_Exercise aim_
Can you show every line of the data below that contains the word "skin", copied in full?
▬▬▬▬▬▬
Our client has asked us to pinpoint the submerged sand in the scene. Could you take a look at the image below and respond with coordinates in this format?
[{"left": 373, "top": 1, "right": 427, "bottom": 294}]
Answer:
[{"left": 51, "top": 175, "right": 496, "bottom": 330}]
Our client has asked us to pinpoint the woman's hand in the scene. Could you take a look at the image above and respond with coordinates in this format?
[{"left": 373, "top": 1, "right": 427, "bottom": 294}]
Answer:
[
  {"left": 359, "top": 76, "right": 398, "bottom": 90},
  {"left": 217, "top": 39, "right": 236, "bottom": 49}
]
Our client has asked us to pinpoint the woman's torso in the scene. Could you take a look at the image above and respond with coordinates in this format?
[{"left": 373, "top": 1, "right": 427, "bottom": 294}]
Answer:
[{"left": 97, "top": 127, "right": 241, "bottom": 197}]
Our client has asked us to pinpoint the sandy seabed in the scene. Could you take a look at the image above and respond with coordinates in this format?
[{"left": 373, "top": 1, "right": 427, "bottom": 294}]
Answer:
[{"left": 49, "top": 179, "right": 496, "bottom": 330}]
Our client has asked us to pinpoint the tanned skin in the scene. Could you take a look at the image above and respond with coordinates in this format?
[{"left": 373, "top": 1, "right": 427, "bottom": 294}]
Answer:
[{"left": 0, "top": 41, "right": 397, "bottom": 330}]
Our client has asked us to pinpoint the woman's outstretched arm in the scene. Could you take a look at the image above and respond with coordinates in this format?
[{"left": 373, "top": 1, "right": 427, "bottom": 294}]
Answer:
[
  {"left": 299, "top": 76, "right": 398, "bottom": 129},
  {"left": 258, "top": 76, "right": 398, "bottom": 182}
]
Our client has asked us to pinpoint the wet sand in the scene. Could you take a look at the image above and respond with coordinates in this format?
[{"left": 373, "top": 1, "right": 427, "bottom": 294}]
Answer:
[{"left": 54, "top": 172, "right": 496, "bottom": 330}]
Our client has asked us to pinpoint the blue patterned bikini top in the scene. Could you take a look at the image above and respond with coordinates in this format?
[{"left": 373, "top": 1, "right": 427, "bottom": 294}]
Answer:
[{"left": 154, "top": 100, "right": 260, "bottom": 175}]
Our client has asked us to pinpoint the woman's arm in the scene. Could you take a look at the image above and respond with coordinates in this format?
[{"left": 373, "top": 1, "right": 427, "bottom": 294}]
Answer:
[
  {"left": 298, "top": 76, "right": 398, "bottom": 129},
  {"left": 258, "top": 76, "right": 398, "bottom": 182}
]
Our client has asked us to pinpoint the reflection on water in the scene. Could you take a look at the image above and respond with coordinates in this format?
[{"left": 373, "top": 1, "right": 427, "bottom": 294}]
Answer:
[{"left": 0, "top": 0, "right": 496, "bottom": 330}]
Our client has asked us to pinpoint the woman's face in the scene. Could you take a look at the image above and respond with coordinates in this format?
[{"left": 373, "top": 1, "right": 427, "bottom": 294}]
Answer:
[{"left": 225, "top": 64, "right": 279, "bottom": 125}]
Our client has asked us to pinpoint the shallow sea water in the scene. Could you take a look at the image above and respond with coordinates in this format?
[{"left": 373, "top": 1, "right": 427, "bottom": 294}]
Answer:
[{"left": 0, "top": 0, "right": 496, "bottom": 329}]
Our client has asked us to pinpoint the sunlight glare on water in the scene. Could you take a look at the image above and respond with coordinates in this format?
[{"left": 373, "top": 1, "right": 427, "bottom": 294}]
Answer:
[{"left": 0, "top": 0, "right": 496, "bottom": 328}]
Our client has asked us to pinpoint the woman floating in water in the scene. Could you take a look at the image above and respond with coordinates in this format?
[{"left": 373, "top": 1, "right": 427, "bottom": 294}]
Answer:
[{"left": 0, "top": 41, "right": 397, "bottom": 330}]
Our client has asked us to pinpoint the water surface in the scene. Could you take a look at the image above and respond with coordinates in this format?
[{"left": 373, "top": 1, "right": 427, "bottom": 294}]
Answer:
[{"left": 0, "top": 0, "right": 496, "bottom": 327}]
▬▬▬▬▬▬
_Result for this exercise_
Our client has asked us to pinpoint the tanned skin in the scene. Could you take a look at the image above and respond with coordinates in this format?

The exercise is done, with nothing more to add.